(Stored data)
#####

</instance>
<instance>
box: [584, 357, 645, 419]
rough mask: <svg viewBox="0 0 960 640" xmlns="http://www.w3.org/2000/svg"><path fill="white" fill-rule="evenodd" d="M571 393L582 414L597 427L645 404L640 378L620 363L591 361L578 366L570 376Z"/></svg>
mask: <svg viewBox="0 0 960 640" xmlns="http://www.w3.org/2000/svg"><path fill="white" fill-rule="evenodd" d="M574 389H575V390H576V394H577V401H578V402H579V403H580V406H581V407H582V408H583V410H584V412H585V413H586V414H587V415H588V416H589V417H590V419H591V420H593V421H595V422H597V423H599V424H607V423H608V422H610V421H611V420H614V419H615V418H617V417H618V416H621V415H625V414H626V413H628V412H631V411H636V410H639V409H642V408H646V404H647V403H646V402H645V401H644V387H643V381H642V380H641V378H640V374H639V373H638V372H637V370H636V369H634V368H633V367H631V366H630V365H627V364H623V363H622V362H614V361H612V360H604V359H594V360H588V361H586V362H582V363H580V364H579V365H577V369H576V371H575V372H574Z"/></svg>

#####

- _REQUIRED WORK_: The records above should be reproduced in full, exactly as they read.

- _TASK SOLUTION_:
</instance>
<instance>
box: [584, 357, 645, 419]
rough mask: <svg viewBox="0 0 960 640" xmlns="http://www.w3.org/2000/svg"><path fill="white" fill-rule="evenodd" d="M571 393L582 414L597 427L645 404L640 378L620 363L591 361L578 366L570 376Z"/></svg>
mask: <svg viewBox="0 0 960 640" xmlns="http://www.w3.org/2000/svg"><path fill="white" fill-rule="evenodd" d="M574 389H575V390H576V394H577V401H578V402H579V403H580V406H581V407H582V408H583V410H584V412H585V413H586V414H587V415H588V416H589V417H590V419H591V420H593V421H595V422H597V423H599V424H607V423H608V422H610V421H611V420H614V419H615V418H617V417H618V416H621V415H625V414H626V413H628V412H631V411H636V410H639V409H642V408H646V404H647V403H646V402H645V401H644V387H643V381H642V380H641V378H640V374H639V373H638V372H637V370H636V369H634V368H633V367H631V366H630V365H627V364H623V363H622V362H614V361H612V360H604V359H594V360H588V361H586V362H582V363H580V364H579V365H577V369H576V371H575V372H574Z"/></svg>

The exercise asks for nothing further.